### [Description of the task]
Your answer must be the full set of records, copied exactly, with no pictures in it.

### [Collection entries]

::::

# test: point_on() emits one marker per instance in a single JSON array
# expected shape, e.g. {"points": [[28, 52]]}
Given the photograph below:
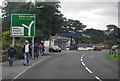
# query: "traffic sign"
{"points": [[23, 25]]}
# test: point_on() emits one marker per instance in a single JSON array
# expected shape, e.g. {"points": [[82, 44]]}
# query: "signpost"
{"points": [[23, 25]]}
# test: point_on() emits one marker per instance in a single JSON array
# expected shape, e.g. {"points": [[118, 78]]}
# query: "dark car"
{"points": [[97, 48], [54, 49]]}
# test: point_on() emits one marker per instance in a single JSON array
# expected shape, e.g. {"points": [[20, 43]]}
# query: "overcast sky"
{"points": [[95, 15]]}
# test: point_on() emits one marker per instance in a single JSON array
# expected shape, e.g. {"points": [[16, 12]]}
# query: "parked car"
{"points": [[54, 49], [97, 48]]}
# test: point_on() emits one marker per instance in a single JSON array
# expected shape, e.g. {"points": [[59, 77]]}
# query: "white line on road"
{"points": [[83, 63], [81, 60], [88, 70], [98, 78]]}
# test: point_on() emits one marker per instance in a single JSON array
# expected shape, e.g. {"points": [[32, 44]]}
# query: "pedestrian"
{"points": [[27, 52], [43, 48], [36, 47], [40, 50], [11, 55]]}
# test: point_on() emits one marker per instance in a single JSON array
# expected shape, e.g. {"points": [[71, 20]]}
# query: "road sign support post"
{"points": [[13, 42], [32, 47]]}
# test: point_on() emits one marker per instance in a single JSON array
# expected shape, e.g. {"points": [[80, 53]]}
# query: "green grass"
{"points": [[111, 56]]}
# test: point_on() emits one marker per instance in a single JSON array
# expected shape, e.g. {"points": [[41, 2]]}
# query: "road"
{"points": [[75, 65]]}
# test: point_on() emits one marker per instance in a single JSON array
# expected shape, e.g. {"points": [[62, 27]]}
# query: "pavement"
{"points": [[66, 65], [12, 72]]}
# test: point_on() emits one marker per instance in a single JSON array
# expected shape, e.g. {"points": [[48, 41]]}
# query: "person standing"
{"points": [[40, 50], [36, 47], [27, 52], [11, 55]]}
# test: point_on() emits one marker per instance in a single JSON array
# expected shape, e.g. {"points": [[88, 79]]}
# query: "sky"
{"points": [[95, 14]]}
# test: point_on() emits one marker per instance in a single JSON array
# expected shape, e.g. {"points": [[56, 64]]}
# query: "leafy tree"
{"points": [[115, 32]]}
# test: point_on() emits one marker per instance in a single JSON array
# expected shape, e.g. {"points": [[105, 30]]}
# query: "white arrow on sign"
{"points": [[29, 27]]}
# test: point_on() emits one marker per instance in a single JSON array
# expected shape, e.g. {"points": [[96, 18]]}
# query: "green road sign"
{"points": [[23, 25]]}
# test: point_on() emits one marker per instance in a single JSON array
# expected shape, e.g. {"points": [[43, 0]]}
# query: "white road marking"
{"points": [[83, 64], [88, 68], [82, 60], [98, 78]]}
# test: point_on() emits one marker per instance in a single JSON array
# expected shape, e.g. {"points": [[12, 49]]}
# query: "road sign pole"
{"points": [[13, 42], [32, 47]]}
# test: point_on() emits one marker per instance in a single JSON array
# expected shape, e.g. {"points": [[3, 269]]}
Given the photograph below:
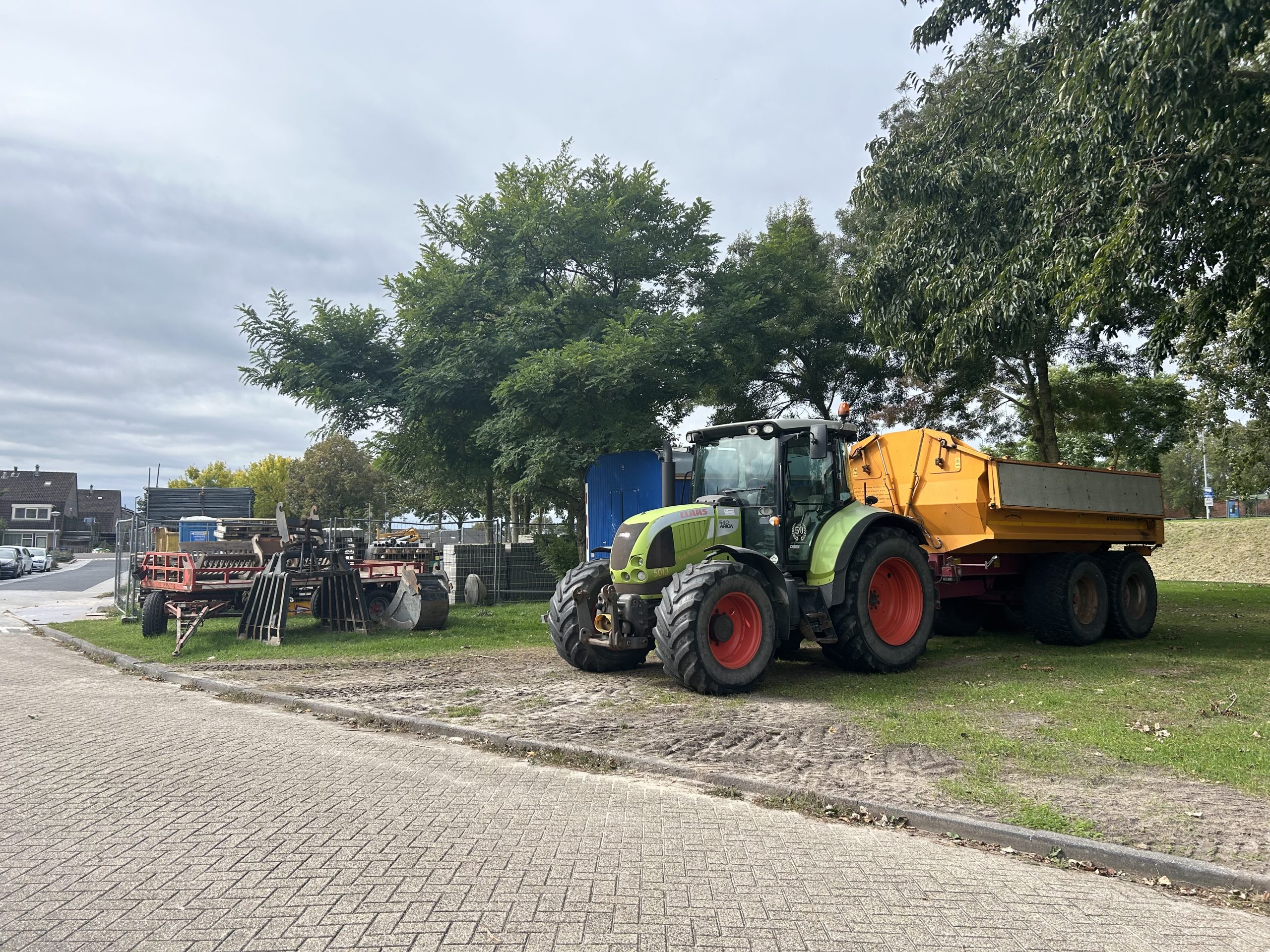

::::

### [Answer section]
# test: point_on() emits one marker per instance in a single JSON array
# expected shape, e.g. {"points": [[28, 52]]}
Given the photograph below:
# query: "traffic sign"
{"points": [[23, 25]]}
# test: point_on() emits one marker per instance in a single JSON array
# expected shape, e.g. {"points": [[82, 44]]}
# query: "signpost"
{"points": [[23, 25]]}
# test: point_on() emits one marker per instance in a single JSON array
# expected shape, e.g. {"points": [[118, 78]]}
# query: "dark car"
{"points": [[97, 48], [54, 49]]}
# test: point_on() emits one marker per instance in a single JSON array
# expected shape, e.g. {"points": [[20, 43]]}
# query: "overcast sky"
{"points": [[95, 15]]}
# test: point_on() emits one marker per instance in a single JSON array
# expected shape, e.g. {"points": [[16, 12]]}
# query: "parked car"
{"points": [[54, 49], [97, 48]]}
# test: point_on() emits one marker per instance in a single JSON array
# expected shape, e.g. {"points": [[59, 77]]}
# query: "white line on road"
{"points": [[83, 63], [81, 60], [88, 70], [98, 78]]}
# test: point_on() emits one marker per instance in a single JSON array
# expected shape, e.g. {"points": [[32, 44]]}
# query: "pedestrian"
{"points": [[27, 52], [43, 48], [36, 47], [40, 50], [11, 55]]}
# test: point_on() emits one marker per instance in a single JSON array
# expected shape, e.g. {"points": [[71, 20]]}
# query: "road sign support post"
{"points": [[13, 42], [32, 47]]}
# test: point_on() emits one marker per instance in a single JSON array
# expected shape, e.g. {"points": [[80, 53]]}
# query: "green grass"
{"points": [[111, 56]]}
# test: point_on() emits one marker per instance in a single JSON array
# expected shape, e.g. {"points": [[41, 2]]}
# query: "road"
{"points": [[75, 65]]}
# test: point_on() emits one marker per instance in a single JSON array
# expected shape, e.g. {"points": [[62, 27]]}
# query: "pavement"
{"points": [[66, 65], [12, 72]]}
# test: point_on() emits one marker per instance in a single JSON array
# expected shape, e.g. {"points": [[48, 41]]}
# query: "person standing"
{"points": [[40, 50], [36, 47], [27, 52], [11, 55]]}
# test: point_on() emits one marker per instance in a single JSON array
# expected shape, e.g. {"points": [[88, 79]]}
# query: "sky"
{"points": [[95, 14]]}
# test: point_on() emits one marker per instance in a single JSON array
# expected shape, e.g. {"points": [[56, 64]]}
# query: "leafy tree"
{"points": [[115, 32]]}
# test: point_on() emits one marker per instance in a single JSON array
# expected shape, e.g. {"points": [[105, 30]]}
# query: "white arrow on sign"
{"points": [[29, 27]]}
# test: point_on() emits one marker per instance in a single JSON array
# expected shape, e.g. {"points": [[96, 18]]}
# query: "green road sign"
{"points": [[23, 25]]}
# test: point_on() emits one marker per instance in a single JSON array
# expected shape, e.g. {"points": [[43, 0]]}
# query: "white road marking"
{"points": [[83, 64], [88, 68], [82, 60], [98, 78]]}
# test: point_on() emits one marker per instance in a single JSON array
# expected shape, e.g. {"points": [[12, 49]]}
# query: "road sign pole"
{"points": [[13, 42], [32, 47]]}
# test: point_on() emits one marker per instance in a single JSON array
# expected shape, e.g. {"points": [[3, 269]]}
Given the photograph below:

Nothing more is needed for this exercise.